**STATED PROBLEM A:** In the forum thread, condense the paragraph beginning "Who else do you want" into a short bulleted list that keeps its main points.

**SOURCE DOCUMENT:**
---------------

# Goodbye Brent; We Hardly Knew Ye



## sasaint (Jun 28, 2005)

I think Brent got tired of being yanked around by Pop. I have no idea why he wasn't utilized more than he was during his tenure as a Spur. Especially given Finley's flop this past season, Brent should have gotten way more minutes when he was healthy and with the team. His performance in the Spurs' last game is proof!


----------



## FreeMason Jr. (Jul 12, 2004)

sasaint said:


> I think Brent got tired of being yanked around by Pop. I have no idea why he wasn't utilized more than he was during his tenure as a Spur. Especially given Finley's flop this past season, Brent should have gotten way more minutes when he was healthy and with the team. His performance in the Spurs' last game is proof!


I know he opted out, and Houston gave him an offer, but he hasn't made a decision yet has he? He's one of the two only FA's I want back


----------



## sasaint (Jun 28, 2005)

Who else do you want - Thomas? Those were the only two that I want back, too. But it looks likely that Buford and Pop will probably bring back Finley and possibly even Horry. I bet Barry is sick of getting yanked around and he bolts. Thomas is also valued in the FA market, and I wouldn't be surprised to see him bolt, either.

MySA.com reports: "Kurt Thomas, Michael Finley and, yes, even 37-year-old reluctant retiree Robert Horry -- all unrestricted free agents with varying degrees of value -- are expected to talk with the Spurs about the prospect of rejoining the team next season."

---------------

**GIVEN DATA:**
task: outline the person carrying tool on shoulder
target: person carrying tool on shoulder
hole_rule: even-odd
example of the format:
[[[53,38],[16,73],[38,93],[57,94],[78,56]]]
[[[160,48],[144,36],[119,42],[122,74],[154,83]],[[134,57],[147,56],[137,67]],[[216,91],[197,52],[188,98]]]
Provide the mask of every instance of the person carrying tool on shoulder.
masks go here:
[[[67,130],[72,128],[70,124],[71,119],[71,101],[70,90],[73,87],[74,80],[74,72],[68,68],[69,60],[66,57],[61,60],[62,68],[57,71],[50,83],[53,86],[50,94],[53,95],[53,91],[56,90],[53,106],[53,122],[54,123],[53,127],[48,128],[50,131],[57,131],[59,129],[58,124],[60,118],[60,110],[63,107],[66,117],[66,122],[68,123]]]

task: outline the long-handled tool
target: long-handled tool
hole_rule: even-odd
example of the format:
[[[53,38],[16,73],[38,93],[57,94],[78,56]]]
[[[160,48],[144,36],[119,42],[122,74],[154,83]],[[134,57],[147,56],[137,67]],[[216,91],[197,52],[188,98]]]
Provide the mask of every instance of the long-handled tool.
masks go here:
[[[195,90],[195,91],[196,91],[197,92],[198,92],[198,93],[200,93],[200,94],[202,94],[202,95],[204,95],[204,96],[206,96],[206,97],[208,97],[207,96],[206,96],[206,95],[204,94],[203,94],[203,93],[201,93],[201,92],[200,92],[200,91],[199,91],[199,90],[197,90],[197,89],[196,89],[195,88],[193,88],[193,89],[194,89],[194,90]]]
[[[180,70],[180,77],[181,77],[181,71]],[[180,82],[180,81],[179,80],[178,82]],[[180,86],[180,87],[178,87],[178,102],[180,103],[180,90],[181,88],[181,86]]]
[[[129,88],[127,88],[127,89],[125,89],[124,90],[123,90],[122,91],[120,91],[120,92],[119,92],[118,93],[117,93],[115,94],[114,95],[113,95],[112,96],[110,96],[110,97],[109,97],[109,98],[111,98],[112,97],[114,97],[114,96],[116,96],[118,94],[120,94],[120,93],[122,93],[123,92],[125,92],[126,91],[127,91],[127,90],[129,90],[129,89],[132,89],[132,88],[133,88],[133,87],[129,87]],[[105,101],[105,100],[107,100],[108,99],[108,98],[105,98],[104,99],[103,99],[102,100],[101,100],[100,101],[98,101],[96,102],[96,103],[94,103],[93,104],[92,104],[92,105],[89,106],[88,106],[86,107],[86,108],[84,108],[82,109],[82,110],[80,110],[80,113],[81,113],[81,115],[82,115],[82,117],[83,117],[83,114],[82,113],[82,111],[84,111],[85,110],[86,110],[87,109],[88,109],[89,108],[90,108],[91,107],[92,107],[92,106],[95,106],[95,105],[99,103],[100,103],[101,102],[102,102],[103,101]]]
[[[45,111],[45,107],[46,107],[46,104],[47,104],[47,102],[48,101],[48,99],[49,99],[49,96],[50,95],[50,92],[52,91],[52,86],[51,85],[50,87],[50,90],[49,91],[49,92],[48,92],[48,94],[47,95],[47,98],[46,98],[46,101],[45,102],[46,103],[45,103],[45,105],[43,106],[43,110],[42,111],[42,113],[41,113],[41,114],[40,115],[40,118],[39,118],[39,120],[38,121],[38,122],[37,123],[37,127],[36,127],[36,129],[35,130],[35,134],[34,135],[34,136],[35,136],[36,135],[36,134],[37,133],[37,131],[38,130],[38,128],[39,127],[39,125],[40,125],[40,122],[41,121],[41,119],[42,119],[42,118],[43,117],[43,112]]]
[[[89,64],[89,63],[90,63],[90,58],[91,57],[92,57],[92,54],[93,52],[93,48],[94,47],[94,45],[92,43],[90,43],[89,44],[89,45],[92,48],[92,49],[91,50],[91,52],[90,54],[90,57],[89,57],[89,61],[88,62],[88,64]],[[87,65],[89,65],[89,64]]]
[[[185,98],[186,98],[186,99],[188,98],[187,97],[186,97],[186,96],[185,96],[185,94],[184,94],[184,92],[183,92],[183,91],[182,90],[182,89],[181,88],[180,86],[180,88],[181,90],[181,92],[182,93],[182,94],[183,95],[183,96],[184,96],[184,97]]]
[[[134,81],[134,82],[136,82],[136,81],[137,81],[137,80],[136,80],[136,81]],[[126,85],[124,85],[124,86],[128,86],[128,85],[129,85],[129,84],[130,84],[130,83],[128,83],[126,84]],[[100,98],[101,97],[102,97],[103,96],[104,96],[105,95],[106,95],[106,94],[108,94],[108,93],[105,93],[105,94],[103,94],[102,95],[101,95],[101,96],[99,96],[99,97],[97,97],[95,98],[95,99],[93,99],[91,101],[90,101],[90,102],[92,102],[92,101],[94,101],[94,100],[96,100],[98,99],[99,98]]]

---------------

**STATED PROBLEM B:** List every line in the records that contains the string "task".

**CORRECT ANSWER A:**
- Asks whether the other free agent wanted back is Thomas; those are the only two this poster wants back as well.
- Buford and Pop look likely to bring back Finley and possibly Horry.
- Predicts Barry, tired of being yanked around, will bolt.
- Thomas is also valued on the FA market and could bolt too.

**CORRECT ANSWER B:**
task: outline the person carrying tool on shoulder
task: outline the long-handled tool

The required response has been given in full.